What you should do: Please return every line of the data below verbatim, with nothing added, dropped, or altered.

Available data:
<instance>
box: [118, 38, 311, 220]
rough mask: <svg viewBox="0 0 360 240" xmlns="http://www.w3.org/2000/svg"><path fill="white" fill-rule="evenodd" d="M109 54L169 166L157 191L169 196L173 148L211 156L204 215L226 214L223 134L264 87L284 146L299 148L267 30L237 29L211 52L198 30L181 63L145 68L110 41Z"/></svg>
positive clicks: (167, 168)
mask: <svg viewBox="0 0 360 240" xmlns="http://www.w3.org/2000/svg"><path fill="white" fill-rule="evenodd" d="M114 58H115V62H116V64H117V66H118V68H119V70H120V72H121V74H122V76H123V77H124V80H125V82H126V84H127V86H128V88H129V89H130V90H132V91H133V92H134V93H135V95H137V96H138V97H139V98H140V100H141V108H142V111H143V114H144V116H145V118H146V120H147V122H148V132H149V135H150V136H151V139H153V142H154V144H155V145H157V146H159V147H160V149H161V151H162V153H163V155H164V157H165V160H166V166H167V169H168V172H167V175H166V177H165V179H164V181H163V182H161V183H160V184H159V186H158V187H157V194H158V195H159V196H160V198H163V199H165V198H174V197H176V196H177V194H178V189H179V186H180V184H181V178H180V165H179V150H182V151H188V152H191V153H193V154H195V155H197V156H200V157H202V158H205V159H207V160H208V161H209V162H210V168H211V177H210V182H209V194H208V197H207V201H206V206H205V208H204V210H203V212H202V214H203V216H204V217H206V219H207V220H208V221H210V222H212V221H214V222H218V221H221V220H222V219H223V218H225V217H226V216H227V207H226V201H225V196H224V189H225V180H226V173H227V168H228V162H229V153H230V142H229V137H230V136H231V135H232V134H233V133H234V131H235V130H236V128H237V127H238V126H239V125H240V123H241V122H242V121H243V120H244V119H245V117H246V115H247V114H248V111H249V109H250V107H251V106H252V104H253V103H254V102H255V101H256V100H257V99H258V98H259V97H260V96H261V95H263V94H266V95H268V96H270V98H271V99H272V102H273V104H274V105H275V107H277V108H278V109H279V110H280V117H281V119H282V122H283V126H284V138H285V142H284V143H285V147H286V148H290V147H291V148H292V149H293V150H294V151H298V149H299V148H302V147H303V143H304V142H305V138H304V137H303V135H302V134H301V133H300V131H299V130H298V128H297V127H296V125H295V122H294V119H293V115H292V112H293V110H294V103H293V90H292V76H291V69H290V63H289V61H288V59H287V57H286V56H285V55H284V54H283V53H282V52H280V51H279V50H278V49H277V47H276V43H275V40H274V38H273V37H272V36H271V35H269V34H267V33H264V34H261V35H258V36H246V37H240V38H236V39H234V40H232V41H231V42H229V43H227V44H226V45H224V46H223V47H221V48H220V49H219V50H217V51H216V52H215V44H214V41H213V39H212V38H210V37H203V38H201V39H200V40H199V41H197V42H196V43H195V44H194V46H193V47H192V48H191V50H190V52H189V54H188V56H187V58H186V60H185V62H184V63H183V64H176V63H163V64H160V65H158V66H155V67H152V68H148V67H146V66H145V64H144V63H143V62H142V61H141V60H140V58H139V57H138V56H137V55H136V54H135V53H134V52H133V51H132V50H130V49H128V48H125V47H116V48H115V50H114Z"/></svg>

Result of the task:
<instance>
box: [118, 38, 311, 220]
rough mask: <svg viewBox="0 0 360 240" xmlns="http://www.w3.org/2000/svg"><path fill="white" fill-rule="evenodd" d="M109 54L169 166L157 191L169 196L173 148L211 156L204 215L226 214L223 134L264 87L284 146L299 148L267 30L237 29L211 52L198 30L181 63L145 68L110 41Z"/></svg>
positive clicks: (167, 168)
mask: <svg viewBox="0 0 360 240" xmlns="http://www.w3.org/2000/svg"><path fill="white" fill-rule="evenodd" d="M114 58H115V62H116V64H117V66H118V68H119V70H120V72H121V74H122V76H123V77H124V80H125V82H126V84H127V86H128V88H129V89H130V90H132V91H133V92H134V93H135V95H137V96H138V97H139V98H140V100H141V108H142V111H143V114H144V116H145V118H146V120H147V122H148V132H149V135H150V136H151V139H153V142H154V144H155V145H157V146H159V147H160V149H161V151H162V153H163V155H164V157H165V160H166V166H167V169H168V172H167V175H166V177H165V179H164V181H163V182H161V183H160V184H159V186H158V187H157V194H158V195H159V196H160V198H163V199H165V198H174V197H176V196H177V194H178V189H179V186H180V184H181V178H180V165H179V150H182V151H188V152H191V153H193V154H195V155H197V156H200V157H202V158H205V159H207V160H208V161H209V162H210V168H211V177H210V182H209V194H208V197H207V201H206V206H205V208H204V210H203V212H202V214H203V216H204V217H206V219H207V220H208V221H210V222H212V221H214V222H218V221H221V220H222V219H223V218H225V217H226V216H227V207H226V201H225V196H224V189H225V180H226V173H227V168H228V162H229V153H230V142H229V137H230V136H231V135H232V134H233V133H234V131H235V130H236V128H237V127H238V126H239V125H240V123H241V122H242V121H243V120H244V119H245V117H246V115H247V114H248V111H249V109H250V107H251V106H252V104H253V103H254V102H255V101H256V100H257V99H258V98H259V97H260V96H261V95H263V94H266V95H268V96H270V98H271V99H272V102H273V104H274V105H275V107H277V108H278V109H279V110H280V117H281V119H282V122H283V126H284V138H285V142H284V143H285V147H286V148H290V147H291V148H292V149H293V150H294V151H298V149H299V148H302V147H303V143H304V142H305V138H304V137H303V135H302V134H301V133H300V131H299V130H298V128H297V127H296V125H295V122H294V119H293V115H292V112H293V110H294V103H293V90H292V76H291V69H290V63H289V61H288V59H287V57H286V56H285V55H284V54H283V53H282V52H280V51H279V50H278V49H277V47H276V43H275V40H274V38H273V37H272V36H271V35H269V34H267V33H264V34H261V35H258V36H246V37H240V38H236V39H234V40H232V41H231V42H229V43H227V44H226V45H224V46H223V47H221V48H220V49H219V50H217V51H216V52H215V44H214V41H213V39H212V38H210V37H203V38H201V39H200V40H199V41H197V42H196V43H195V44H194V46H193V47H192V48H191V50H190V52H189V54H188V56H187V58H186V60H185V62H184V63H183V64H176V63H163V64H160V65H158V66H155V67H152V68H148V67H146V66H145V64H144V63H143V62H142V61H141V60H140V58H139V57H138V56H137V55H136V54H135V53H134V52H133V51H132V50H130V49H128V48H125V47H116V48H115V50H114Z"/></svg>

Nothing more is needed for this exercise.